─── RECORDS ───

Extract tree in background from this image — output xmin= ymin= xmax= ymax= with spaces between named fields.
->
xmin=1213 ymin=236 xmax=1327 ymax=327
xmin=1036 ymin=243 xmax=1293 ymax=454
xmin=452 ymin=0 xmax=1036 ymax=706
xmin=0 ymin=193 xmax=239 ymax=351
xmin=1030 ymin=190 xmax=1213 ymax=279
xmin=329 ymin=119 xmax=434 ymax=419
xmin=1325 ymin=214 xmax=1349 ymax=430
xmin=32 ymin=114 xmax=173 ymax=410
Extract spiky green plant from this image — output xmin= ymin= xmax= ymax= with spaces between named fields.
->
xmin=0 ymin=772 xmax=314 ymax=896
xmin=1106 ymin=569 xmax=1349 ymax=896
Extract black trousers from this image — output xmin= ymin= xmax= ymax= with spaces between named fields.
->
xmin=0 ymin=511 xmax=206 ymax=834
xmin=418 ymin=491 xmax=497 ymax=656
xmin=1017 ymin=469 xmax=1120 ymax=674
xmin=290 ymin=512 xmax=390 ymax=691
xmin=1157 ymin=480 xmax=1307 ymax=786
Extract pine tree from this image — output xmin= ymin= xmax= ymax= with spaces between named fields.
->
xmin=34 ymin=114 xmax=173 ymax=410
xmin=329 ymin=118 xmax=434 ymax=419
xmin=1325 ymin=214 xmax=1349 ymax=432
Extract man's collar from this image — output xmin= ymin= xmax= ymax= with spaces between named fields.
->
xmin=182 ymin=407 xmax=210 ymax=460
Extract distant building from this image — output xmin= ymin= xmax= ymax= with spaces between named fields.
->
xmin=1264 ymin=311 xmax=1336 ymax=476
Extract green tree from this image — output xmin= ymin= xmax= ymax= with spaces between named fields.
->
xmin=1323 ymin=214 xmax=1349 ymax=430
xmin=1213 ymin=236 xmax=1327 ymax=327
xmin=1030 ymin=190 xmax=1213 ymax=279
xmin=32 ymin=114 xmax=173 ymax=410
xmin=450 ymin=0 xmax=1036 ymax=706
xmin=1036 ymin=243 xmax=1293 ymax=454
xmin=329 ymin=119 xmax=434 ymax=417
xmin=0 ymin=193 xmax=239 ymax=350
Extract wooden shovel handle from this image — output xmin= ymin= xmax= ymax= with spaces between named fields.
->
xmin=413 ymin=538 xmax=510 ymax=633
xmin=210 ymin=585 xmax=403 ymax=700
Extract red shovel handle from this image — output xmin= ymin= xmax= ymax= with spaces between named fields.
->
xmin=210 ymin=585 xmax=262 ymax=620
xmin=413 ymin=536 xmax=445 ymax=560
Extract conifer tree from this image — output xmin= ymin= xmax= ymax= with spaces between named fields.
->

───

Put the lines from the one containing "Extract green tree" through the one containing "xmin=0 ymin=193 xmax=239 ymax=350", both included, into a JSON list of strings with one string per line. Leave out any blank lines.

--- TASK RESPONSE ---
[
  "Extract green tree from this image — output xmin= ymin= xmax= ymax= with spaces between named fields.",
  "->",
  "xmin=1323 ymin=214 xmax=1349 ymax=430",
  "xmin=1213 ymin=236 xmax=1327 ymax=327",
  "xmin=1030 ymin=190 xmax=1213 ymax=279",
  "xmin=32 ymin=114 xmax=173 ymax=410",
  "xmin=450 ymin=0 xmax=1036 ymax=706",
  "xmin=1036 ymin=243 xmax=1293 ymax=454",
  "xmin=329 ymin=119 xmax=434 ymax=417",
  "xmin=0 ymin=193 xmax=239 ymax=350"
]